● **TEXTE PRÉSENTÉ**:

+++

Crise au Mali Entretien avec le politologue Salah Saoud

Dans cet entretien, Salah Saoud, politologue, évoque les enjeux du conflit malien, ainsi que les solutions envisagées par l’Algérie dans le cadre de sa politique de médiation.
Auteur : Nadjwa Khelil
Yagool : Quelle lecture faites-vous de la situation actuelle au Mali, notamment depuis la signature à Alger, en juin dernier, de la déclaration conjointe par les trois mouvements éponymes du nord malien à savoir le MNLA, HCUA et le MAA, portant consolidation de la dynamique d’apaisement ?
Saleh Saoud : Fidele à son principe de non-ingérence, l’Algérie est convaincue que l’issue au conflit du Mali doit nécessairement parvenir des maliens eux même, non pas dictée de l’extérieur.

+++

● **LIGNES DE DONNÉES**:
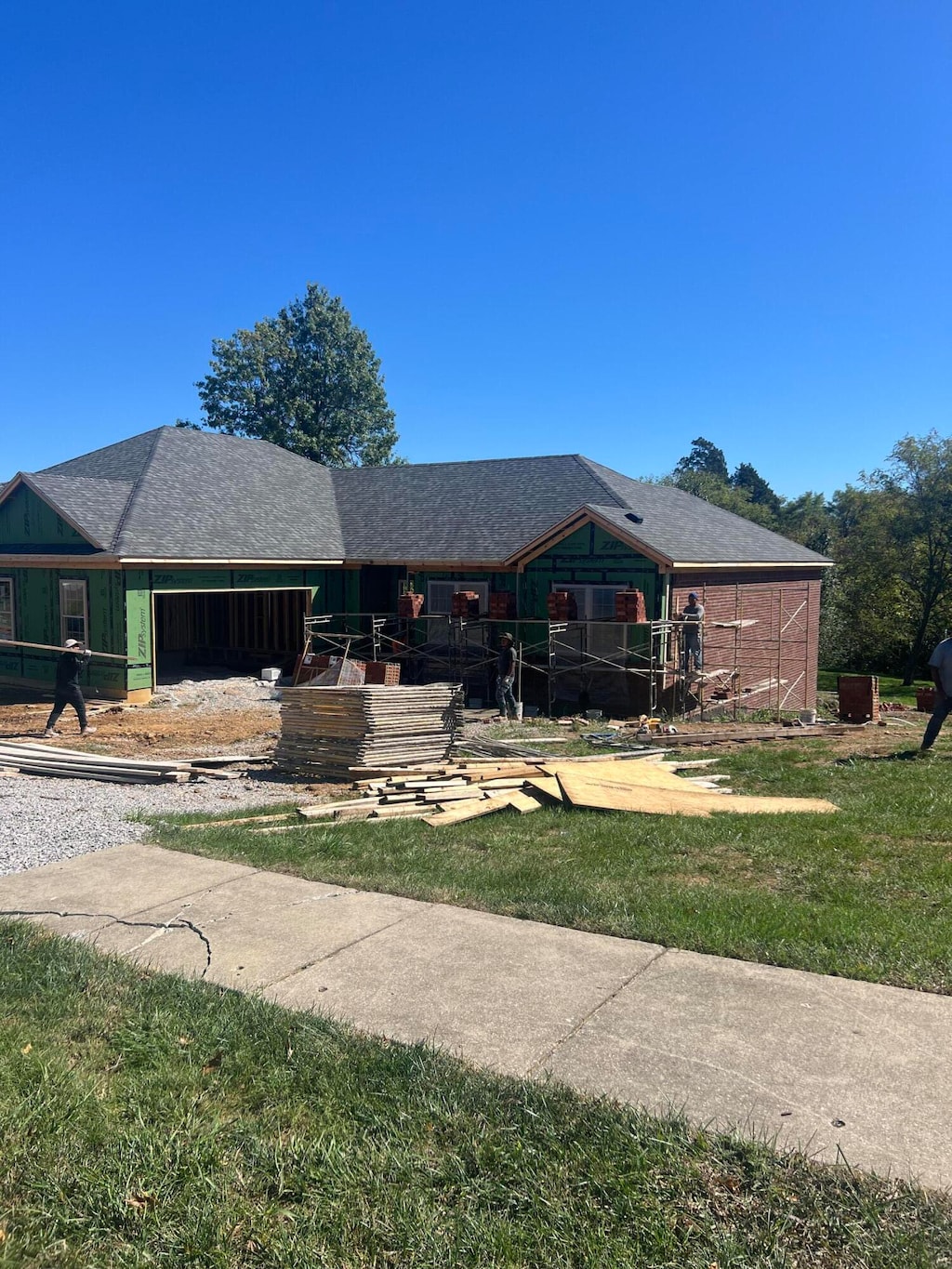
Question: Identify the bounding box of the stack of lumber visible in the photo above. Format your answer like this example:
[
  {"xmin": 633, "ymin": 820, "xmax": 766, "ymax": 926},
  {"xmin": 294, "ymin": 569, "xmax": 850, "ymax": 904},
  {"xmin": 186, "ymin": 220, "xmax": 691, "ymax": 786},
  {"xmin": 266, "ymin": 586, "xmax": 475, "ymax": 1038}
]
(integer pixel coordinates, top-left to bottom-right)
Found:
[
  {"xmin": 244, "ymin": 755, "xmax": 837, "ymax": 834},
  {"xmin": 0, "ymin": 741, "xmax": 259, "ymax": 785},
  {"xmin": 274, "ymin": 682, "xmax": 462, "ymax": 779}
]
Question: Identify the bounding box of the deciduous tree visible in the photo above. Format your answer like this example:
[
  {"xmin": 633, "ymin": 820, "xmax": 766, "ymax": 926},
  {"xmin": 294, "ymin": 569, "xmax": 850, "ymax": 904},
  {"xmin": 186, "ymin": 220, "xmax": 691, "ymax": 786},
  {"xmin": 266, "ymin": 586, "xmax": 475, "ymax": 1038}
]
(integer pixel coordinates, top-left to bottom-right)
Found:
[{"xmin": 195, "ymin": 283, "xmax": 399, "ymax": 467}]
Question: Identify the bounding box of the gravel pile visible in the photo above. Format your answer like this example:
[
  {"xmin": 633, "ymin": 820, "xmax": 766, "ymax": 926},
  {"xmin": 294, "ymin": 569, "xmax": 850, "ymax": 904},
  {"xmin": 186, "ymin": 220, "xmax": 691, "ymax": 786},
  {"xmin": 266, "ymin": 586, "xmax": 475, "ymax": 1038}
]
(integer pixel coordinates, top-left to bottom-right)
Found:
[
  {"xmin": 0, "ymin": 773, "xmax": 307, "ymax": 876},
  {"xmin": 146, "ymin": 672, "xmax": 281, "ymax": 717}
]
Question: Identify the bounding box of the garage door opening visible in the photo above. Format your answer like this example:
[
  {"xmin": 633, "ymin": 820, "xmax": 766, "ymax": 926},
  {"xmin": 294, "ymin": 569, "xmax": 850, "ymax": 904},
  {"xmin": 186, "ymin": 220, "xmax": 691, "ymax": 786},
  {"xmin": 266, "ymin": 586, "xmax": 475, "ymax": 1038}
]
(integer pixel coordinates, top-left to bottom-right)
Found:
[{"xmin": 155, "ymin": 590, "xmax": 311, "ymax": 682}]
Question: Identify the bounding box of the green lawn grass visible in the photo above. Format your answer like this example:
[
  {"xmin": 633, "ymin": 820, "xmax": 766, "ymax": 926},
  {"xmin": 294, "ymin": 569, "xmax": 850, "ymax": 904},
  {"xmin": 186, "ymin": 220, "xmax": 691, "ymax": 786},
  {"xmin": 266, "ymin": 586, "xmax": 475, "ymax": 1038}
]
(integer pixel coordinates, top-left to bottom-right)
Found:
[
  {"xmin": 153, "ymin": 734, "xmax": 952, "ymax": 992},
  {"xmin": 816, "ymin": 670, "xmax": 932, "ymax": 708},
  {"xmin": 0, "ymin": 922, "xmax": 952, "ymax": 1269}
]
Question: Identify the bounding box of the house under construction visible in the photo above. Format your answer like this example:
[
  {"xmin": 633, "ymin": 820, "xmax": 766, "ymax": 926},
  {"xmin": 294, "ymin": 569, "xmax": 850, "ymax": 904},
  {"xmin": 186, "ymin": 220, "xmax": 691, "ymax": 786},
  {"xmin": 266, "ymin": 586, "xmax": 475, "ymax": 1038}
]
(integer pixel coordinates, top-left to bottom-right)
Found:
[{"xmin": 0, "ymin": 428, "xmax": 830, "ymax": 714}]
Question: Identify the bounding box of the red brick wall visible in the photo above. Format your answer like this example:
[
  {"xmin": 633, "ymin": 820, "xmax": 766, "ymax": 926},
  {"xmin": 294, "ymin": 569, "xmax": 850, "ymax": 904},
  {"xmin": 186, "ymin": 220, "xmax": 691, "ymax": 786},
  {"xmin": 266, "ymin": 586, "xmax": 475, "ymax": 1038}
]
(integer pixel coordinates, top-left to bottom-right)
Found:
[{"xmin": 671, "ymin": 570, "xmax": 821, "ymax": 709}]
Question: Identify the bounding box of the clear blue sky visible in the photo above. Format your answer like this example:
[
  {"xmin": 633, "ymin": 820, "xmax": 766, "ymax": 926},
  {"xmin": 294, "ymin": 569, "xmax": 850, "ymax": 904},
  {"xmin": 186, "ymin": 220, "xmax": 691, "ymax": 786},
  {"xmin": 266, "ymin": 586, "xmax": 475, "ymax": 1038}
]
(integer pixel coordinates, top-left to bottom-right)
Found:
[{"xmin": 0, "ymin": 0, "xmax": 952, "ymax": 496}]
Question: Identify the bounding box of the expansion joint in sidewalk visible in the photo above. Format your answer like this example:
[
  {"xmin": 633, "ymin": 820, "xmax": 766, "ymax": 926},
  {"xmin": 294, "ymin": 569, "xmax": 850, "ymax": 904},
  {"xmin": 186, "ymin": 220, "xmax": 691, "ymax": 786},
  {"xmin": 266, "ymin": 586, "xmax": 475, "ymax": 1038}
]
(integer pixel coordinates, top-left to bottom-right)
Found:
[{"xmin": 525, "ymin": 948, "xmax": 670, "ymax": 1077}]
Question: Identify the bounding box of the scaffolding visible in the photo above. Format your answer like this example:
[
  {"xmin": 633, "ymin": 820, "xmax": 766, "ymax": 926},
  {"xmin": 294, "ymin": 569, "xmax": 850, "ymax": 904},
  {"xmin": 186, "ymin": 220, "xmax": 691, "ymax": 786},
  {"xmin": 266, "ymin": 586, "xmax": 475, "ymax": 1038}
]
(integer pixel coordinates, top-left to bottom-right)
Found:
[{"xmin": 298, "ymin": 588, "xmax": 810, "ymax": 720}]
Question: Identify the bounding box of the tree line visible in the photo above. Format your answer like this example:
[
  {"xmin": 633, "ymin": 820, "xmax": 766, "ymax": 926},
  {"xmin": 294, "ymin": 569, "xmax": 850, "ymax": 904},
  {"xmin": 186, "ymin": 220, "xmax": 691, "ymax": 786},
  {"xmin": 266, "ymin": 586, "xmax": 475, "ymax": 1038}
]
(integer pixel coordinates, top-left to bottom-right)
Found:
[
  {"xmin": 179, "ymin": 283, "xmax": 952, "ymax": 682},
  {"xmin": 664, "ymin": 431, "xmax": 952, "ymax": 682}
]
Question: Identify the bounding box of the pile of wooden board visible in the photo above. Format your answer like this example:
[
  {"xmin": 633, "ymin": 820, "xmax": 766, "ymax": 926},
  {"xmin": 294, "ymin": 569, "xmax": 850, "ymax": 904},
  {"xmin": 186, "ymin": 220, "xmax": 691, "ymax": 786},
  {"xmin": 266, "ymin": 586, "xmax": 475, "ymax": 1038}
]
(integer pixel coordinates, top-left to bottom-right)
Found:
[
  {"xmin": 274, "ymin": 682, "xmax": 462, "ymax": 780},
  {"xmin": 242, "ymin": 755, "xmax": 837, "ymax": 832},
  {"xmin": 0, "ymin": 741, "xmax": 260, "ymax": 785}
]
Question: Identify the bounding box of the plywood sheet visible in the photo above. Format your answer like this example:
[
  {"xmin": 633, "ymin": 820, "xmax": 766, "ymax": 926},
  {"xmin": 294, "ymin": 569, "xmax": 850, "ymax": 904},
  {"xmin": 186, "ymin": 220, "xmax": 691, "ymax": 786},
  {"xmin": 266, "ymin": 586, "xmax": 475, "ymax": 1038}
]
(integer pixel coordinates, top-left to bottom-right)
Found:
[{"xmin": 557, "ymin": 772, "xmax": 837, "ymax": 816}]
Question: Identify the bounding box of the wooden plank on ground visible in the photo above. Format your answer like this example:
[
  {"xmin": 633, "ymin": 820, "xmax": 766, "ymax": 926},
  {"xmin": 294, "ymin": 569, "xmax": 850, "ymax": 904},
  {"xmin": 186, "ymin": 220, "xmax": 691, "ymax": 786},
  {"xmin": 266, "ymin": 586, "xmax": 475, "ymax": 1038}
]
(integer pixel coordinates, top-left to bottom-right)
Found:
[
  {"xmin": 525, "ymin": 775, "xmax": 562, "ymax": 802},
  {"xmin": 175, "ymin": 811, "xmax": 296, "ymax": 830},
  {"xmin": 509, "ymin": 793, "xmax": 542, "ymax": 814},
  {"xmin": 424, "ymin": 793, "xmax": 511, "ymax": 828}
]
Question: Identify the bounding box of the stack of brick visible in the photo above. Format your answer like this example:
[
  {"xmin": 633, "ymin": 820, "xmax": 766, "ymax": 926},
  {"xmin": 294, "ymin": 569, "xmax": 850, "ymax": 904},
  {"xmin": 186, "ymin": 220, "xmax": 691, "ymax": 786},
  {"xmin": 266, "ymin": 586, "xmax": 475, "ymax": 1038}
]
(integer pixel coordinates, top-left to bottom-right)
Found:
[
  {"xmin": 449, "ymin": 590, "xmax": 480, "ymax": 616},
  {"xmin": 397, "ymin": 590, "xmax": 423, "ymax": 616},
  {"xmin": 615, "ymin": 590, "xmax": 647, "ymax": 622},
  {"xmin": 546, "ymin": 590, "xmax": 579, "ymax": 622},
  {"xmin": 837, "ymin": 674, "xmax": 879, "ymax": 722},
  {"xmin": 489, "ymin": 590, "xmax": 515, "ymax": 622}
]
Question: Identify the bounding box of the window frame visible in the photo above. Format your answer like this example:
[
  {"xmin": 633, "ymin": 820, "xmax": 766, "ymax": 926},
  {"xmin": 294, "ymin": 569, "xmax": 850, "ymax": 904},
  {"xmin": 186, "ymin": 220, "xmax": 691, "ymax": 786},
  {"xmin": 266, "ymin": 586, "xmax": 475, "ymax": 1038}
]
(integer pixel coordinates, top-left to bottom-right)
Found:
[
  {"xmin": 0, "ymin": 577, "xmax": 17, "ymax": 640},
  {"xmin": 552, "ymin": 581, "xmax": 631, "ymax": 622},
  {"xmin": 60, "ymin": 577, "xmax": 89, "ymax": 647},
  {"xmin": 427, "ymin": 577, "xmax": 489, "ymax": 616}
]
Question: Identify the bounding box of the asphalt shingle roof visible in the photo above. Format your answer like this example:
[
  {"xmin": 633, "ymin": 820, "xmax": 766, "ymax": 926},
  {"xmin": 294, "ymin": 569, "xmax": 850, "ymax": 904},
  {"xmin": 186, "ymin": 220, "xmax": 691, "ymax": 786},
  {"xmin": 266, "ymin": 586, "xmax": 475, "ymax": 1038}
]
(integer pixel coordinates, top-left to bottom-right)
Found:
[
  {"xmin": 33, "ymin": 428, "xmax": 344, "ymax": 561},
  {"xmin": 11, "ymin": 428, "xmax": 826, "ymax": 566}
]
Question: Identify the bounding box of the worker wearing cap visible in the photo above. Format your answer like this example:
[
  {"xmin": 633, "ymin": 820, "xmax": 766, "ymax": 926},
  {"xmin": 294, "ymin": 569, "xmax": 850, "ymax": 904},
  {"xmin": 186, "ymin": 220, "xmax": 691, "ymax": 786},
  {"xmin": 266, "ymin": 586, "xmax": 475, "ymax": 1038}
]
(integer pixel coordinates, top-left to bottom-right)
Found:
[
  {"xmin": 681, "ymin": 590, "xmax": 705, "ymax": 674},
  {"xmin": 496, "ymin": 630, "xmax": 519, "ymax": 719},
  {"xmin": 43, "ymin": 639, "xmax": 95, "ymax": 737}
]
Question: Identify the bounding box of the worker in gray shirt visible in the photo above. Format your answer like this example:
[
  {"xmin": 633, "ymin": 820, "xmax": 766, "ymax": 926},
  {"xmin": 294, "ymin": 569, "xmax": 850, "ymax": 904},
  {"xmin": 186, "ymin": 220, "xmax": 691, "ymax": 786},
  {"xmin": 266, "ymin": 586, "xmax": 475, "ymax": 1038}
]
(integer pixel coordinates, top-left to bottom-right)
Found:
[
  {"xmin": 496, "ymin": 632, "xmax": 519, "ymax": 720},
  {"xmin": 681, "ymin": 590, "xmax": 705, "ymax": 674},
  {"xmin": 921, "ymin": 639, "xmax": 952, "ymax": 751}
]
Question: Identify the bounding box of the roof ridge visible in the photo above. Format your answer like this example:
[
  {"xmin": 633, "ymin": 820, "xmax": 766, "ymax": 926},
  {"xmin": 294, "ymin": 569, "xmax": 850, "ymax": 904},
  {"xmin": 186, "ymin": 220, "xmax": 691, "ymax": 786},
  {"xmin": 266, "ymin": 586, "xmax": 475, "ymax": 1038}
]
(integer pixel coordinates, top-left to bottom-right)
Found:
[
  {"xmin": 112, "ymin": 425, "xmax": 167, "ymax": 552},
  {"xmin": 573, "ymin": 455, "xmax": 628, "ymax": 507}
]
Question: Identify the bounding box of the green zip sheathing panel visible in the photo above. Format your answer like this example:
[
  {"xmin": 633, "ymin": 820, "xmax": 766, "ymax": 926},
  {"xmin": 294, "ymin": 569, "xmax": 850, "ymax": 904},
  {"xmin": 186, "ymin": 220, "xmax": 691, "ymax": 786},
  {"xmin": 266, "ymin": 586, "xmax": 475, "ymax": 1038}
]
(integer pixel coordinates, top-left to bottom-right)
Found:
[{"xmin": 0, "ymin": 484, "xmax": 97, "ymax": 555}]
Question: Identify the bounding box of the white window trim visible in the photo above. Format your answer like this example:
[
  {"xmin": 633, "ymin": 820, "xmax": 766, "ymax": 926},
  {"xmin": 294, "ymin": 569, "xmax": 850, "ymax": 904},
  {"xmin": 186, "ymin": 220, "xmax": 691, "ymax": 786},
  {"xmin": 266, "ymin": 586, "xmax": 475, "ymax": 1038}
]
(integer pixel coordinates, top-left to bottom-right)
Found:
[
  {"xmin": 0, "ymin": 577, "xmax": 17, "ymax": 639},
  {"xmin": 552, "ymin": 581, "xmax": 631, "ymax": 622},
  {"xmin": 60, "ymin": 577, "xmax": 89, "ymax": 647},
  {"xmin": 427, "ymin": 577, "xmax": 489, "ymax": 616}
]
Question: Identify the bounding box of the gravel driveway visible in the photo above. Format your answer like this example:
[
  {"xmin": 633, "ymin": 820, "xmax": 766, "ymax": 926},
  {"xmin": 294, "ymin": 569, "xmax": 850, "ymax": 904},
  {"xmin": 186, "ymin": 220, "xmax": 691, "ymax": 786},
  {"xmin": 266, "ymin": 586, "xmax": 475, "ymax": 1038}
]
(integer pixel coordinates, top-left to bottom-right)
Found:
[{"xmin": 0, "ymin": 773, "xmax": 306, "ymax": 876}]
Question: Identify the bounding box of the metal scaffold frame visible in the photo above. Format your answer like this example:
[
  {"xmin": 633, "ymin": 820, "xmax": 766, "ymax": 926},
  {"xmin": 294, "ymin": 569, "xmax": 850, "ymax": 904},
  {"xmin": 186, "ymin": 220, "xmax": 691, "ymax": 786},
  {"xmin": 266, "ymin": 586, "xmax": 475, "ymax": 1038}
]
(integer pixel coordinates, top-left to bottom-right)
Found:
[{"xmin": 297, "ymin": 588, "xmax": 810, "ymax": 719}]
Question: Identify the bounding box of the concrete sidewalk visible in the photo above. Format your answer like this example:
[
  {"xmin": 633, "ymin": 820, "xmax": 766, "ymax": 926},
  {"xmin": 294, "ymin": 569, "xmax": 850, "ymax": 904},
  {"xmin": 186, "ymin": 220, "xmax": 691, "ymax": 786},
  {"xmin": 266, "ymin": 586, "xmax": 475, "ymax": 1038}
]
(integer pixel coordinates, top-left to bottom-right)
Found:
[{"xmin": 0, "ymin": 844, "xmax": 952, "ymax": 1188}]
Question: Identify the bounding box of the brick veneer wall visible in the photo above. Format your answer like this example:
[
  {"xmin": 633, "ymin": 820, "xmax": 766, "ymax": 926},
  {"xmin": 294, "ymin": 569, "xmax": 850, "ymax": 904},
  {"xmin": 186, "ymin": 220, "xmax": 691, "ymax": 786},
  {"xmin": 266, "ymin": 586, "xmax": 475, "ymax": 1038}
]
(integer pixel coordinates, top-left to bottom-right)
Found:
[{"xmin": 671, "ymin": 570, "xmax": 823, "ymax": 709}]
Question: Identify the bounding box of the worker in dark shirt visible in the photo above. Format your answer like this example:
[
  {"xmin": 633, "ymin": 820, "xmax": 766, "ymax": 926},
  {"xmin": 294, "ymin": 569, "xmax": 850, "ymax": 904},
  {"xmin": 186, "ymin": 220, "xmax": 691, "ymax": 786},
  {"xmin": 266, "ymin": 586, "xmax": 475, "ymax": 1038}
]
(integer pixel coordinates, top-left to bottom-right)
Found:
[
  {"xmin": 496, "ymin": 633, "xmax": 519, "ymax": 719},
  {"xmin": 43, "ymin": 639, "xmax": 95, "ymax": 737}
]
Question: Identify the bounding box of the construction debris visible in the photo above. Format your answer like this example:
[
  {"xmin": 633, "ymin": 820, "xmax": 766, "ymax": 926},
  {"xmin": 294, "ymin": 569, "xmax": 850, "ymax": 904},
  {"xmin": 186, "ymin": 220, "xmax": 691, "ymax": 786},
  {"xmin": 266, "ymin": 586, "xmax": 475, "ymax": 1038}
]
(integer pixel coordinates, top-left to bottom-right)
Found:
[
  {"xmin": 258, "ymin": 754, "xmax": 837, "ymax": 832},
  {"xmin": 0, "ymin": 741, "xmax": 261, "ymax": 785},
  {"xmin": 274, "ymin": 682, "xmax": 462, "ymax": 779}
]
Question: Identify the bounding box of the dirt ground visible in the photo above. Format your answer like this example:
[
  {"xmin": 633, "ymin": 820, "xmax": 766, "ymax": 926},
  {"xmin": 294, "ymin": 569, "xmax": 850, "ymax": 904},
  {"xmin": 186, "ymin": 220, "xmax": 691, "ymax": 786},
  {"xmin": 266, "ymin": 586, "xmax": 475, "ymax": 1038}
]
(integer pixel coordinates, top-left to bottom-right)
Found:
[{"xmin": 0, "ymin": 675, "xmax": 927, "ymax": 758}]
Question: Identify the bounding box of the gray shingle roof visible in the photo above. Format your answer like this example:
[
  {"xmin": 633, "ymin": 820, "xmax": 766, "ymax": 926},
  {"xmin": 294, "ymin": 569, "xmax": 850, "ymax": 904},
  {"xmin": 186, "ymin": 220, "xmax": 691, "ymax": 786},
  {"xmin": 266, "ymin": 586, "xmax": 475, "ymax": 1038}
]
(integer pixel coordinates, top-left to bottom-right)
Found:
[
  {"xmin": 334, "ymin": 455, "xmax": 827, "ymax": 564},
  {"xmin": 33, "ymin": 428, "xmax": 344, "ymax": 561},
  {"xmin": 12, "ymin": 428, "xmax": 826, "ymax": 566}
]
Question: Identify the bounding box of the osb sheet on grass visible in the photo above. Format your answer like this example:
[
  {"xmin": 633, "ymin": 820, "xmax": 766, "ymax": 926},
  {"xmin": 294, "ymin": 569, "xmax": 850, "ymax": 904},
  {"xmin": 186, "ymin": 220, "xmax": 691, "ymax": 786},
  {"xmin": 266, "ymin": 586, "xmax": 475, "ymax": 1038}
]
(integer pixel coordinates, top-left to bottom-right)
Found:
[{"xmin": 557, "ymin": 769, "xmax": 838, "ymax": 816}]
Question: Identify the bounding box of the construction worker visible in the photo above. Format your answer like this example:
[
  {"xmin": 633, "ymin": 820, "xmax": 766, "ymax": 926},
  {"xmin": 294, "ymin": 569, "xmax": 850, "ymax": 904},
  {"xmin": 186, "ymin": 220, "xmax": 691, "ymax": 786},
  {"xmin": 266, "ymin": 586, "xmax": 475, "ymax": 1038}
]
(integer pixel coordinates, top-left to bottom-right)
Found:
[
  {"xmin": 681, "ymin": 590, "xmax": 705, "ymax": 674},
  {"xmin": 496, "ymin": 630, "xmax": 519, "ymax": 720},
  {"xmin": 43, "ymin": 639, "xmax": 95, "ymax": 740}
]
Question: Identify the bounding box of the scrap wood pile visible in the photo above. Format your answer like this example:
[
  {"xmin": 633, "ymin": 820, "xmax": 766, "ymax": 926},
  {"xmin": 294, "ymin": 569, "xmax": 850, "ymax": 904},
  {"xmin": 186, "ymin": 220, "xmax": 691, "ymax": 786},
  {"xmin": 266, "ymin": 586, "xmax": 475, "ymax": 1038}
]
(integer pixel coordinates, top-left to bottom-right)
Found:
[
  {"xmin": 274, "ymin": 682, "xmax": 462, "ymax": 779},
  {"xmin": 233, "ymin": 755, "xmax": 837, "ymax": 834},
  {"xmin": 0, "ymin": 741, "xmax": 264, "ymax": 785}
]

+++

● **CONSIGNE**: Recopiez l’entretien sur la crise au Mali en commençant aux mots « Crise au Mali » et en vous arrêtant après « dictée de l’extérieur. ». Substituez « chercheur » à « politologue » partout dans ce passage.

● **RÉSULTAT**:
Crise au Mali Entretien avec le chercheur Salah Saoud

Dans cet entretien, Salah Saoud, chercheur, évoque les enjeux du conflit malien, ainsi que les solutions envisagées par l’Algérie dans le cadre de sa politique de médiation.
Auteur : Nadjwa Khelil
Yagool : Quelle lecture faites-vous de la situation actuelle au Mali, notamment depuis la signature à Alger, en juin dernier, de la déclaration conjointe par les trois mouvements éponymes du nord malien à savoir le MNLA, HCUA et le MAA, portant consolidation de la dynamique d’apaisement ?
Saleh Saoud : Fidele à son principe de non-ingérence, l’Algérie est convaincue que l’issue au conflit du Mali doit nécessairement parvenir des maliens eux même, non pas dictée de l’extérieur.